* **Page text**
Nobody seems to invest in luck, and experienced players are claiming to go for high order & neutral luck or even missfortune regardless of the event rarity setting, which seems to point out to the existance of some imbalance in the respective value of the scales.

Is there any solid incentive to invest in luck apart from the heroes? Order offers too much of a protection vs bad events, or too much of a reduction of good events regardless of the luck setting IMO.

IMO the scales should be modified as follows (regarding events):

Order: +/- 5% chance of event (instead of the +/- 10% current)
Luck: +/- 15% chance of event being good/bad (instead of the +/- 10% current)
The other problem is that good events aren't nearly as good as the bad events are bad. I have had (with luck 2) a flood and mass emigration in my home province in the first ten turns, which cumulatively lost me about 1/3 of my home province population. I've had various good events too, but 25 militia and a handful of gems doesn't really make up for losing 6000 population (10000 if you count both bad events).

Maybe some of the really bad events (like anything that causes massive population loss) should require 0 or less luck (the same way the vine men attack requires growth/magic, etc.)

* **Exercises to complete**
A: In the post on the luck and order scales, what chance of an event does the writer propose for Order?
B: Extend the post on the luck and order scales, starting after its final sentence.
The lines that come after this post are separate material and are not part of it.

* **Stored data**

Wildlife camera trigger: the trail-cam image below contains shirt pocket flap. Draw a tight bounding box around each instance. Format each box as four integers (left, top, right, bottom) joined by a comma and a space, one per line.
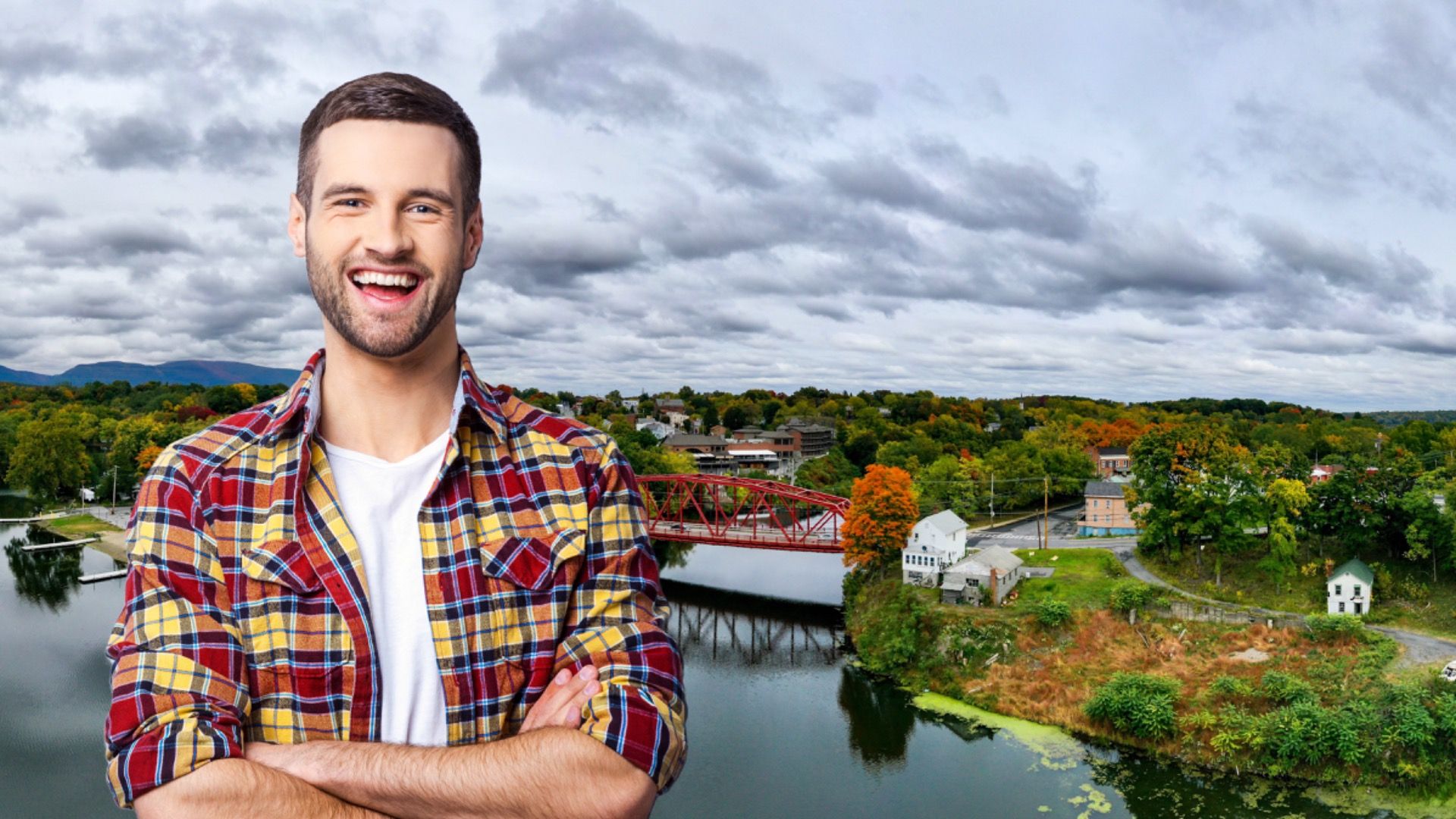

* **Answers below**
A: Plus or minus 5%, instead of the current plus or minus 10%.

B:
As Saber pointed out on another thread, if you focus mainly on preventing bad events, order is better for this than luck (which seems wrong to me, especially since order has other benefits). And given the far larger magnitude of the bad events, it makes sense to focus on preventing them.

Either luck needs to provide a stronger bias at least against the seriously crippling events, or misfortune needs to negate the event-reducing effect of order (as it did in Dom I), or both. Or perhaps there should be some major good events - those 6000 people who emigrated from my home province had to move somewhere, right? Why doesn't a province ever randomly get 5000 immigrants?

Turmoil 3 luck 3 should get more good events and less bad events than order 3 misfortune 3 - both cost 0 points and the former has much less steady income. Currently it gets more good events, but also more bad events, which still dominate the good events and yield a net loss - on top of the steady income loss. The only reasons to even consider turmoil are special themes that require it (which is very costly at the moment), or maybe maenads.

I don't have any major problems with order/luck not working together well, although I wouldn't mind seeing positive and negative luck raise event frequency as in Dom I. I haven't tried turmoil/misfortune but I expect it would be at least as catastrophic as in Dom I (due to the generally higher frequency of crippling events in Dom II).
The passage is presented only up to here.